Start of SOURCE MATERIAL

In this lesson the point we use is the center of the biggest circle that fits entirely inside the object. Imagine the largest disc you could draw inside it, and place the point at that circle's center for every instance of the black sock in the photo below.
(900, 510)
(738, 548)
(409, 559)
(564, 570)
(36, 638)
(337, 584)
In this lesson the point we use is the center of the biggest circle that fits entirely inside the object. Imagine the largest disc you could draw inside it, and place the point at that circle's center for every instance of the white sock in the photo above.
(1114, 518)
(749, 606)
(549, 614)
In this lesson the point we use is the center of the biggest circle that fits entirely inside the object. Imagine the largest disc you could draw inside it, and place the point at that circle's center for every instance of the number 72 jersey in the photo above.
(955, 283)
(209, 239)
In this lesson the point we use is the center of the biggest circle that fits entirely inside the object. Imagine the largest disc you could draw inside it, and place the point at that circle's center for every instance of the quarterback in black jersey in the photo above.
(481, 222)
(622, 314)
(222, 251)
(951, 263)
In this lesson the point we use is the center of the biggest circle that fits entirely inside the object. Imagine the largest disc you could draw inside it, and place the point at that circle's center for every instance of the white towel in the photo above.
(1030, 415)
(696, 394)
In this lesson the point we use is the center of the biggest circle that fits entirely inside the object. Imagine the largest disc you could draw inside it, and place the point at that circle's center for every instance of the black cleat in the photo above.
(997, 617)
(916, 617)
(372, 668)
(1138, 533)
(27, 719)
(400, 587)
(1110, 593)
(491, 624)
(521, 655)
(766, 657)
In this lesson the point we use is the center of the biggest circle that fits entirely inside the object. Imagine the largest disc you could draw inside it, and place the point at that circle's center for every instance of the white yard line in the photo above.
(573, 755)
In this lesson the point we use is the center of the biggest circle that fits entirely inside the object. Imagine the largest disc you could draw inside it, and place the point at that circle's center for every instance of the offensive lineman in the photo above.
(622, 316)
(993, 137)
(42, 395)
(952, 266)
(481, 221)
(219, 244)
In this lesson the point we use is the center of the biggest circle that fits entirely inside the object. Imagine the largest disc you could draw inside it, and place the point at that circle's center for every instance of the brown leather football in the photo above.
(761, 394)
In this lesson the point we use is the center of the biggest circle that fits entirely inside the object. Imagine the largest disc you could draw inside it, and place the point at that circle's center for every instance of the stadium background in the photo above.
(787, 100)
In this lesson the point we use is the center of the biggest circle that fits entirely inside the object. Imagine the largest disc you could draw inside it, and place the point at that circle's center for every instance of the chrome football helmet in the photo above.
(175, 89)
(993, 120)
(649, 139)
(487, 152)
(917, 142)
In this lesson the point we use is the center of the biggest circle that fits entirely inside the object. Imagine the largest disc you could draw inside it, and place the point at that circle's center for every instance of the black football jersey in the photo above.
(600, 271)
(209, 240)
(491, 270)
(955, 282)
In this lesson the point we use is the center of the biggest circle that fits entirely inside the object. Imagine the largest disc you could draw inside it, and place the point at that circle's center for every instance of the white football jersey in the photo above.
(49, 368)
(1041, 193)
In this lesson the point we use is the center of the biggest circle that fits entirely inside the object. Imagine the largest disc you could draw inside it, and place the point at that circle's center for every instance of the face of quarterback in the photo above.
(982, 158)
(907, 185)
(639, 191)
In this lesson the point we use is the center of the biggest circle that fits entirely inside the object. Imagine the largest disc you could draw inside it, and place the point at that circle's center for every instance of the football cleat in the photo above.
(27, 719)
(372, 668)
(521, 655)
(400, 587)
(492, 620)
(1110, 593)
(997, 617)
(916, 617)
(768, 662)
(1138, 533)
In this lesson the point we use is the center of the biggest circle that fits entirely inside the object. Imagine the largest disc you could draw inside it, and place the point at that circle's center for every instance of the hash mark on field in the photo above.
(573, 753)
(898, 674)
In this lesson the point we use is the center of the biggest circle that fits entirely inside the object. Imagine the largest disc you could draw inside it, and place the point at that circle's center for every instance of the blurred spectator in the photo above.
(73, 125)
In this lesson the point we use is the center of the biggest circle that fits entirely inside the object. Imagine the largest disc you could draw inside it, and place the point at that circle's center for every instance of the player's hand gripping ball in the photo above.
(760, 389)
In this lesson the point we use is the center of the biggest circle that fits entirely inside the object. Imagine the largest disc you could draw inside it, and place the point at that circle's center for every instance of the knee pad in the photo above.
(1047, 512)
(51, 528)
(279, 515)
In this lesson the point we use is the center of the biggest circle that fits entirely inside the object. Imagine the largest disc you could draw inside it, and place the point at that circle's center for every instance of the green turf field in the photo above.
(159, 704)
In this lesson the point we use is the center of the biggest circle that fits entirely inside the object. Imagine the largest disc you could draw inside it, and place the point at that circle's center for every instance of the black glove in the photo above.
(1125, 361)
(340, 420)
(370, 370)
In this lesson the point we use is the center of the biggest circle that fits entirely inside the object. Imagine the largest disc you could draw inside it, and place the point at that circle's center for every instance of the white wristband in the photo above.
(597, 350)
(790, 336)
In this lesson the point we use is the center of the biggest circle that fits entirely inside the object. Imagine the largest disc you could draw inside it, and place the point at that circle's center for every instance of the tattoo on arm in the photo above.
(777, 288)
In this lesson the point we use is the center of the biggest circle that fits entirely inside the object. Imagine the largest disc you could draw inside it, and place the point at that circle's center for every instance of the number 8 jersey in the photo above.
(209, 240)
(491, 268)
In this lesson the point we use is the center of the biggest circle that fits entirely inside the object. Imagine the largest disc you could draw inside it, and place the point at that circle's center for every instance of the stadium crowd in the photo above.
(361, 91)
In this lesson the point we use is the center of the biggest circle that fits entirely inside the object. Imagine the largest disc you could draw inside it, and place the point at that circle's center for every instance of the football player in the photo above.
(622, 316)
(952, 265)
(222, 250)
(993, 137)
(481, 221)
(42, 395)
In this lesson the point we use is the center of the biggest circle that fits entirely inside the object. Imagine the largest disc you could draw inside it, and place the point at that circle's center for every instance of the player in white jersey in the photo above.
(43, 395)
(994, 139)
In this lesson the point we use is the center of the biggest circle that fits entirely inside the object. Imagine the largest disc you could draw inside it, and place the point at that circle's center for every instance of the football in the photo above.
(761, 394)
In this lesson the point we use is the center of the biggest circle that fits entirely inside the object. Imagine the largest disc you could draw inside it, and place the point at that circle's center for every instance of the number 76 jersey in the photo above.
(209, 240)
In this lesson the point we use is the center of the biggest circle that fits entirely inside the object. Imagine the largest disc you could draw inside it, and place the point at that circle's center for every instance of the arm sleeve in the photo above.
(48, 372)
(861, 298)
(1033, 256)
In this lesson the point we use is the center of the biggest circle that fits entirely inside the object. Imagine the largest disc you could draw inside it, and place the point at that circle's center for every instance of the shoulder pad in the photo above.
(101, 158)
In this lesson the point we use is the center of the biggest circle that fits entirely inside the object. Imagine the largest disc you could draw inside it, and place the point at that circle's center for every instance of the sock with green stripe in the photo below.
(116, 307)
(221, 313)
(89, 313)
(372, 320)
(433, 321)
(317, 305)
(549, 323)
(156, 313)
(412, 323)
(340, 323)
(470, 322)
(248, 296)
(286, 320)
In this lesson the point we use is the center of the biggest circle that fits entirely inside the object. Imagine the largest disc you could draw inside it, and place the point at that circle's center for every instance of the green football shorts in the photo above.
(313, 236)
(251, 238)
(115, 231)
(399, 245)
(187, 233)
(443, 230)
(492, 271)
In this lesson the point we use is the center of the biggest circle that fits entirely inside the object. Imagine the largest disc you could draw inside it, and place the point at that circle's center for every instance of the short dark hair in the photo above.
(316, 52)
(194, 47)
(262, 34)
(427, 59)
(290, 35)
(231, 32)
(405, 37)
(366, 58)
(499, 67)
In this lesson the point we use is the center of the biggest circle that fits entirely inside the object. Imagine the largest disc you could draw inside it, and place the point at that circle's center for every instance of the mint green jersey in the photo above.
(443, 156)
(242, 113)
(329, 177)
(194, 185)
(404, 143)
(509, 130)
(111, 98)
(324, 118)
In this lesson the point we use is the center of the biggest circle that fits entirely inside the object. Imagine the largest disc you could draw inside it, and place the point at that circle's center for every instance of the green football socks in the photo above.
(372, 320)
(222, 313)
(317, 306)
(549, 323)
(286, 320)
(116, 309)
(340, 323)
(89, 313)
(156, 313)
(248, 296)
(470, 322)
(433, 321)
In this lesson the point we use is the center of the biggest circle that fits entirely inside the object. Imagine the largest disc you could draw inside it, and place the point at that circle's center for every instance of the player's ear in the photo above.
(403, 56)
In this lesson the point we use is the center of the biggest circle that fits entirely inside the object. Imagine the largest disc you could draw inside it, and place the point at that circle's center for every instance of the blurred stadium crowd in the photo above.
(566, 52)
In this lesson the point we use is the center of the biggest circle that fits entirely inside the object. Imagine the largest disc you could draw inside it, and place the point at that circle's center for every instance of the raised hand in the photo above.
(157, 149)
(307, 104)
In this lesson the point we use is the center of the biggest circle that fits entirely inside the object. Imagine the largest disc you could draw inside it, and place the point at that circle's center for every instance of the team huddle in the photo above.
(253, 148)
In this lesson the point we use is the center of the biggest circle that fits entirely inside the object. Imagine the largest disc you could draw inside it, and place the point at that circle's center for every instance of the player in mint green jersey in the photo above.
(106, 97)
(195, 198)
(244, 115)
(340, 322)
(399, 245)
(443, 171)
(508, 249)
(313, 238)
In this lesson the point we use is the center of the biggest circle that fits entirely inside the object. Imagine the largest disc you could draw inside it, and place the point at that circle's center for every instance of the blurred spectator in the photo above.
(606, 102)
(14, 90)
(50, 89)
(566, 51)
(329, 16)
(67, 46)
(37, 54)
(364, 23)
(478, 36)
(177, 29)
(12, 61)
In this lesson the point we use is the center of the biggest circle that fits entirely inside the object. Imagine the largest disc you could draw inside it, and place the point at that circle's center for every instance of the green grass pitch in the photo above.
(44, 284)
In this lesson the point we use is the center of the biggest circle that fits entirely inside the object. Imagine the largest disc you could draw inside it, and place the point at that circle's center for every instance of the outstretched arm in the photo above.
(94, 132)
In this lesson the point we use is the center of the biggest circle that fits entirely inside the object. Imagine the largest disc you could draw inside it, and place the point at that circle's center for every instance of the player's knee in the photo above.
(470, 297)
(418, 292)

End of SOURCE MATERIAL

* **BRIEF**: Starting at the line that contains "outstretched arm in the photo above.", copy each line exactly through the end of the listing above. Include that first line and the last one, and add nothing.

* **OUTPUT**:
In this lesson the point we use is the center of the biggest circle that fits entirely inside the object. Imagine the largest disc you could draw inside it, and place the point at that circle's center for every instance of the outstretched arm in the photo above.
(94, 132)
In this lesson the point we use is the center of the biggest circle that fits entirely inside the object. Imagine the largest disc you could draw inside it, and place the point at that circle's center for every instance of the player's knee in the photo above.
(470, 297)
(418, 292)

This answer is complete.